Pourquoi le 7 octobre ? Ces “Gatekeepers” qui ont ouvert la porte à l’ennemi (I), Pierre Lurçat

January 26 2024, 07:06am

Posted by Pierre Lurçat

Ami Ayalon (au centre)

Ami Ayalon (au centre)

 

Comment les “Gatekeepers”, ces gardiens de la sécurité d’Israël et ces grands soldats, se sont-ils mués en promoteurs de slogans pacifistes aussi simplistes, et presque puérils, que “c’est avec ses ennemis qu’on fait la paix” ? Et quelle est leur responsabilité dans l’échec colossal du 7 octobre ? Premier volet.

 

Le 24 janvier, alors qu’Israël pleurait et enterrait les morts du terrible accident militaire de la veille, deux Israéliens publiaient chacun une tribune dans le quotidien Le Monde, connu pour son hostilité endémique envers l’Etat juif. Le premier, Elie Barnavi, expliquait pourquoi, après s’être opposé pendant les 100 premiers jours de la guerre à un “cessez-le-feu immédiat”, il avait fini par rejoindre le camp des défaitistes, qui affirment que “la guerre s’enlise” et qu’Israël ne peut pas gagner face au Hamas. Le second, Ami Ayalon, va encore plus loin dans le défaitisme : il explique tout simplement que la victoire est impossible et qu’Israël doit “repenser le concept d’ennemi”.

 

Ami Ayalon n’est pas simplement un intellectuel comme Barnavi. Ancien commandant de la Marine, il a été le patron du Shin-Beth (service de sécurité intérieure) entre 1996 et 2000. En 2012, il a participé activement au documentaire de Dror Moreh, The Gatekeepers (“Les gardiens”), dans lequel plusieurs anciens dirigeants du Shin-Beth évoquaient leurs problèmes de conscience et donnaient leur point de vue sur le conflit israélo-arabe. Ce film, tout comme la récente interview d’Ayalon dans Le Monde, permettent de comprendre l’univers conceptuel d’une large partie de l’establishment sécuritaire israélien depuis au moins trois décennies. On y découvre ce que pensent ceux qui – plus que tout autre secteur de la vie publique en Israël – portent la responsabilité de l’échec colossal du 7 octobre.

 

A ce titre, il faut écouter et lire ce que dit Ayalon. Il incarne un visage de l’Israël laïc, de gauche et pacifiste, dont l’influence sur les décisions essentielles pour le pays est inversement proportionnelle à son poids électoral (Ami Ayalon a été membre du Parti travailliste, aujourd’hui moribond). On y découvre surtout les valeurs et le mode de pensée de ces anciennes élites qui continuent, en grande partie, à modeler la politique d’Israël. Ayalon, soldat d’élite qui a pris part à toutes les guerres d’Israël entre 1967 et la première Intifada, a commandé la prestigieuse “Shayetet”, unité d’élite de la marine. A cet égard, on peut le comparer à Ehoud Barak, Ariel Sharon, Yitshak Rabin, ou bien d’autres grands soldats qui ont “tourné casaque”, pour devenir des promoteurs de “plans de paix” tous aussi foireux les uns que les autres, des accords d’Oslo aux retraits de Gaza et du Sud-Liban qui ont installé le Hamas et le Hezbollah aux portes d’Israël.

▸ DONNÉES FOURNIES:

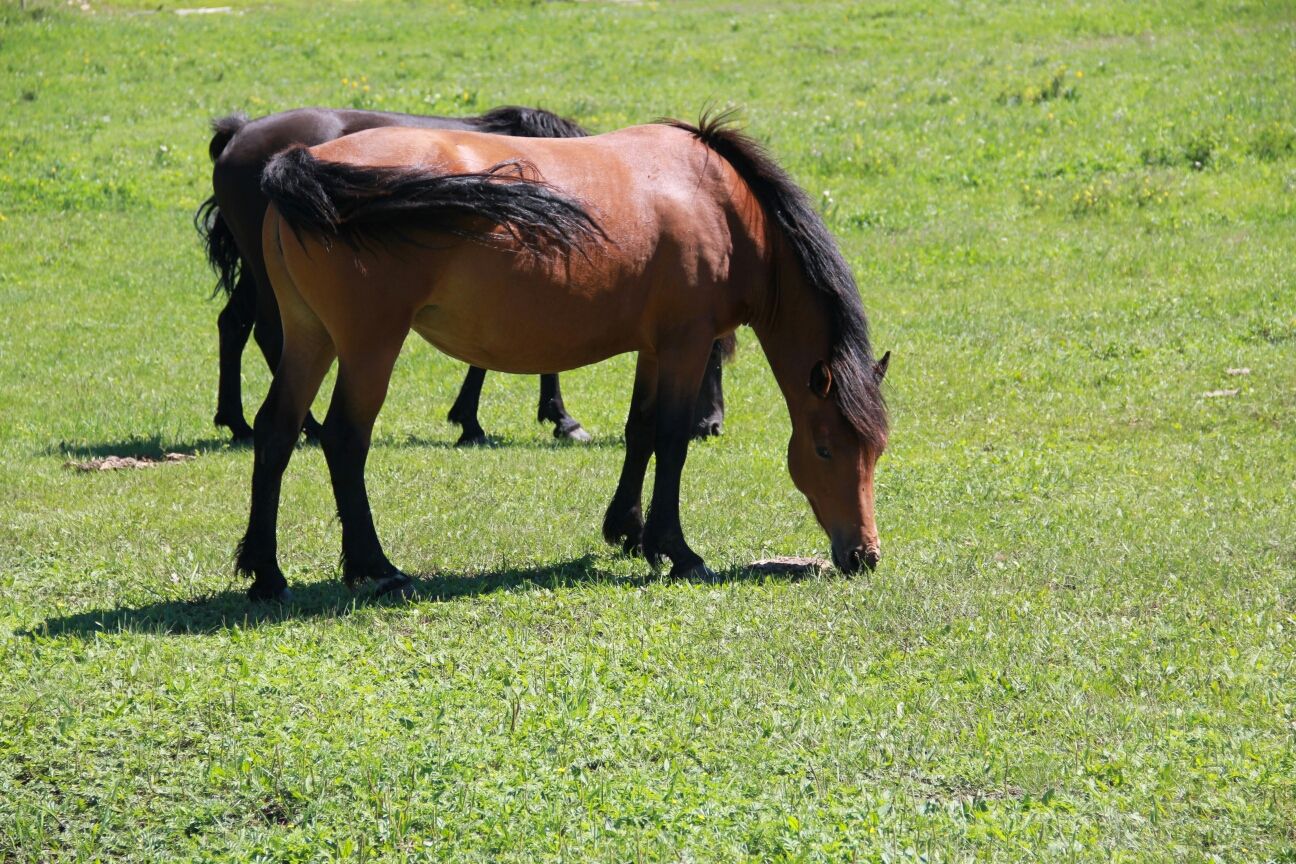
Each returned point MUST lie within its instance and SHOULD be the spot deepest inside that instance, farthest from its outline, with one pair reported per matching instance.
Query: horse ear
(821, 380)
(880, 367)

▸ OBJECTIFS:
#1 D’après l’extrait du document, pendant quelle période Ami Ayalon a-t-il été à la tête du Shin-Beth ?
#2 Citez fidèlement l’extrait du document, depuis « Ami Ayalon n’est » jusqu’à « du 7 octobre. » inclus.
#3 Présentez sous forme de liste à puces le paragraphe de l’extrait du document qui commence par « Ami Ayalon n’est pas simplement », en conservant ses faits essentiels.

▸ RÉPONSES:
#1 De 1996 à 2000.

#2
Ami Ayalon n’est pas simplement un intellectuel comme Barnavi. Ancien commandant de la Marine, il a été le patron du Shin-Beth (service de sécurité intérieure) entre 1996 et 2000. En 2012, il a participé activement au documentaire de Dror Moreh, The Gatekeepers (“Les gardiens”), dans lequel plusieurs anciens dirigeants du Shin-Beth évoquaient leurs problèmes de conscience et donnaient leur point de vue sur le conflit israélo-arabe. Ce film, tout comme la récente interview d’Ayalon dans Le Monde, permettent de comprendre l’univers conceptuel d’une large partie de l’establishment sécuritaire israélien depuis au moins trois décennies. On y découvre ce que pensent ceux qui – plus que tout autre secteur de la vie publique en Israël – portent la responsabilité de l’échec colossal du 7 octobre.

#3
- Ami Ayalon n’est pas simplement un intellectuel comme Barnavi.
- Ancien commandant de la Marine, il a dirigé le Shin-Beth (service de sécurité intérieure) de 1996 à 2000.
- En 2012, il a activement participé au documentaire de Dror Moreh, The Gatekeepers (« Les gardiens »). Plusieurs anciens dirigeants du Shin-Beth y évoquaient leurs problèmes de conscience et leur point de vue sur le conflit israélo-arabe.
- Ce film et la récente interview d’Ayalon dans Le Monde éclairent l’univers conceptuel d’une large partie de l’establishment sécuritaire israélien depuis au moins trois décennies.
- Ils montrent ce que pensent ceux qui portent, plus que tout autre secteur de la vie publique en Israël, la responsabilité de l’échec colossal du 7 octobre.